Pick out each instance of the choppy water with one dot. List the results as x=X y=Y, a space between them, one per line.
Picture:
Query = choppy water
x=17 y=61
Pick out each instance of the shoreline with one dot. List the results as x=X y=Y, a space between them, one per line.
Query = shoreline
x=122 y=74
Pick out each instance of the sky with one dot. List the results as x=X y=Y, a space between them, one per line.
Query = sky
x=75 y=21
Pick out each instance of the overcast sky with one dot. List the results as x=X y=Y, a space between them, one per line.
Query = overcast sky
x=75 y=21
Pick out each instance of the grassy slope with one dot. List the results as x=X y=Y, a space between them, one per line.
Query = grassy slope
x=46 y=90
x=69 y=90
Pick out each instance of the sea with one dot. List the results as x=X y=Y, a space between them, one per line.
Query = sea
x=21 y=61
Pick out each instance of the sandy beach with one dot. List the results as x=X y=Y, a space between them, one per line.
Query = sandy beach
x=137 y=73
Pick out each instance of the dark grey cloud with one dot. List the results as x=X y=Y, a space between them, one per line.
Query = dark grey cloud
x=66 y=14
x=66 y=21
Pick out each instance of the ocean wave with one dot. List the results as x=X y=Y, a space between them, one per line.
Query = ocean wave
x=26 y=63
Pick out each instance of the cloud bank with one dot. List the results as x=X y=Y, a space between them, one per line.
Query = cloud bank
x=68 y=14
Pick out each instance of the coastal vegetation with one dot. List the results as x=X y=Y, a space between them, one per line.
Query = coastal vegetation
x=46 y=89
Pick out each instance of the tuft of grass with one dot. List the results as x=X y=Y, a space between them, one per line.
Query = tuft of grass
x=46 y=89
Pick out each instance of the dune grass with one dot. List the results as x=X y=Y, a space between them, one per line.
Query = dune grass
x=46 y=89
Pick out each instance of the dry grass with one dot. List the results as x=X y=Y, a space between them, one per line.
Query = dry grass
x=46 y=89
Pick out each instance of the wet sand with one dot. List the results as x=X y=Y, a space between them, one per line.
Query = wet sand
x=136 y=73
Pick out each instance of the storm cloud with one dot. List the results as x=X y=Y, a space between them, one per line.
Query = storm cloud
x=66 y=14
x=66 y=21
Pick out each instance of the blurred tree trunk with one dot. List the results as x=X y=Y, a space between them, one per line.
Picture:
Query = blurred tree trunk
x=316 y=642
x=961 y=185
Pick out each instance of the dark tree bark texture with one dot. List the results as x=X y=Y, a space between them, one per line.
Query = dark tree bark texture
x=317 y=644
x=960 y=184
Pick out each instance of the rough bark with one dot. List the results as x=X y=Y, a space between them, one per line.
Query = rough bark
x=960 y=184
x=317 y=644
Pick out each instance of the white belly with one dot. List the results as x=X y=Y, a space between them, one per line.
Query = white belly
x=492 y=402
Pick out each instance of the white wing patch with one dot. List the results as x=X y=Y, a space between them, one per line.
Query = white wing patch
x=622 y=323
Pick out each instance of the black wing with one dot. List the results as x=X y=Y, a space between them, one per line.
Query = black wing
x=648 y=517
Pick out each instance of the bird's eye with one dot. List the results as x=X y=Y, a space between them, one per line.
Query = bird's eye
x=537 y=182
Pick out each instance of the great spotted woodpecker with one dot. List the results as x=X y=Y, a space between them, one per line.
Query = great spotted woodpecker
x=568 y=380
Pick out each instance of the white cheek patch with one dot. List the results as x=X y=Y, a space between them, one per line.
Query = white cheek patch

====

= EXERCISE TASK =
Copy out the listing between the lines holding "Pick out each instance of the white wing" and "x=568 y=380", inclusive, keeping every line in that span. Shift each coordinate in the answers by adding -114 to both its x and y values, and leave all other lines unchanged.

= EXERCISE SOLUTION =
Pick out each instance of the white wing patch with one dot. List the results as x=X y=Y, a space between them, one per line.
Query = white wing patch
x=508 y=209
Pick out each instance of the black wing with one dot. List the results as x=X y=Y, a space between them, one per line.
Query = black wing
x=534 y=403
Pick out each instance of the bird's eye with one dot. List the results as x=X y=Y, a space between them, one per line.
Query = bird's eye
x=423 y=68
Pick out each instance of the great spotted woodpecker with one dot. List the results as x=X y=Y, a space between them, one per line.
Query = great spotted woodpecker
x=454 y=266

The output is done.